BEGIN MATERIAL SUPPLIED

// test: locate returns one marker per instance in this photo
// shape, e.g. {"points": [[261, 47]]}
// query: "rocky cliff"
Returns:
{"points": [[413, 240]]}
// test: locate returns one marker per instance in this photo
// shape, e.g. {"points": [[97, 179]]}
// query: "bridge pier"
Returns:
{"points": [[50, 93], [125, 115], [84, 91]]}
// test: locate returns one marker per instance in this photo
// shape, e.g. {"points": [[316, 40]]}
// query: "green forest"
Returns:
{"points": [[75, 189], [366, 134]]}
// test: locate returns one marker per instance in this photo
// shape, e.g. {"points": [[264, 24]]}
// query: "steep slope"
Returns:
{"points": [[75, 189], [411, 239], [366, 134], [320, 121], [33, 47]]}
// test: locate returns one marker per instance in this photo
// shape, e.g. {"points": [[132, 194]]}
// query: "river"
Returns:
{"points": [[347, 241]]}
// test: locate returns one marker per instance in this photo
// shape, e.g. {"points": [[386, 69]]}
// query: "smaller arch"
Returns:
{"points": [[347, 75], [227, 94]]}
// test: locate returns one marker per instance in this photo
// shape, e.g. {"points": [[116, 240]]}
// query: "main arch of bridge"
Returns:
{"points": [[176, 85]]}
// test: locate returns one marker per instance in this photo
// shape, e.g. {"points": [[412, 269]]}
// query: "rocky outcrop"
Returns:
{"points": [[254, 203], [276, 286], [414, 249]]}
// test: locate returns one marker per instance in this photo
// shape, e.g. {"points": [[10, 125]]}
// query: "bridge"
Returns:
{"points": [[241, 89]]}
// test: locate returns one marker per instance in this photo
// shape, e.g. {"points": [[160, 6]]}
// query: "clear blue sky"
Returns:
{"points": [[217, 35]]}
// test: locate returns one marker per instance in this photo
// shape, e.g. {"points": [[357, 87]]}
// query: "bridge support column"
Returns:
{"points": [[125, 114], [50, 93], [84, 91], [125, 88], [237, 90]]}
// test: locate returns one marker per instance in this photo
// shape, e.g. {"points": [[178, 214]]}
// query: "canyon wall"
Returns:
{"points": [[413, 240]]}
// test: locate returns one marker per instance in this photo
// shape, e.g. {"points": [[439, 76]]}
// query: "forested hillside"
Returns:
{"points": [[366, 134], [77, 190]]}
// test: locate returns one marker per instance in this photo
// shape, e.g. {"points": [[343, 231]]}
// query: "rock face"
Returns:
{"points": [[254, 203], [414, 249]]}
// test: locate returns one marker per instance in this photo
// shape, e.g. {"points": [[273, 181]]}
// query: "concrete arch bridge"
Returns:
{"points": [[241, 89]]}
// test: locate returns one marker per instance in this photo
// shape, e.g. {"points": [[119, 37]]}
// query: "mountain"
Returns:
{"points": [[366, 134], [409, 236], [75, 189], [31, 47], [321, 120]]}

END MATERIAL SUPPLIED

What you should produce is an exact restatement of all the material.

## OUTPUT FOR THIS TASK
// test: locate returns one marker per instance in this photo
// shape, e.g. {"points": [[261, 47]]}
// query: "rocky cliff"
Returns:
{"points": [[413, 240]]}
// test: locate returns one marker per instance in this photo
// shape, e.g. {"points": [[97, 179]]}
// query: "bridge pier"
Returns:
{"points": [[50, 93], [125, 115], [84, 91]]}
// test: locate returns one marker per instance in this photo
// shape, e.g. {"points": [[316, 40]]}
// query: "green forest"
Returns:
{"points": [[75, 189], [366, 134]]}
// test: locate returns one marker per instance in this photo
// shape, e.g. {"points": [[264, 24]]}
// query: "steep slope"
Returns:
{"points": [[75, 189], [411, 239], [366, 134], [320, 121], [33, 47]]}
// test: locate returns one marker per instance in this photo
// shape, e.g. {"points": [[132, 194]]}
// query: "river"
Returns:
{"points": [[347, 241]]}
// test: locate returns one marker per instance in this photo
// shape, e.g. {"points": [[386, 69]]}
// query: "smaller arch"
Returns:
{"points": [[347, 75], [227, 94]]}
// test: locate returns one marker per instance in this photo
// shape, e.g. {"points": [[116, 240]]}
// query: "main arch of bridge"
Returns:
{"points": [[176, 85]]}
// test: locate returns one marker per instance in this photo
// shape, e.g. {"points": [[412, 269]]}
// query: "rocky outcrop"
Returns:
{"points": [[254, 203], [276, 286], [414, 249]]}
// test: locate returns one marker per instance in this photo
// shape, e.g. {"points": [[10, 125]]}
// query: "bridge"
Returns:
{"points": [[241, 89]]}
// test: locate returns one marker per instance in this photo
// shape, e.g. {"points": [[160, 6]]}
// query: "clear blue sky"
Returns:
{"points": [[217, 35]]}
// test: locate returns one marker per instance in this photo
// shape, e.g. {"points": [[357, 87]]}
// query: "bridge support column"
Returns:
{"points": [[125, 114], [50, 93], [84, 91], [125, 88], [237, 90]]}
// test: locate returns one marker per instance in this photo
// shape, e.g. {"points": [[178, 214]]}
// query: "canyon wall"
Returns:
{"points": [[413, 240]]}
// test: locate returns one marker per instance in this photo
// shape, e.g. {"points": [[439, 76]]}
// query: "forested hillside"
Returns:
{"points": [[366, 134], [77, 190]]}
// test: locate returns one marker per instance in this photo
// shape, e.g. {"points": [[343, 231]]}
// query: "rock face"
Returns:
{"points": [[254, 203], [414, 249]]}
// test: locate returns one marker per instance in this photo
// shape, e.g. {"points": [[273, 181]]}
// query: "concrete arch bridge"
Returns:
{"points": [[241, 89]]}
// test: locate returns one marker per instance in this photo
// shape, e.g. {"points": [[119, 37]]}
// query: "mountain"
Returns:
{"points": [[366, 134], [409, 236], [75, 189], [31, 47], [321, 120]]}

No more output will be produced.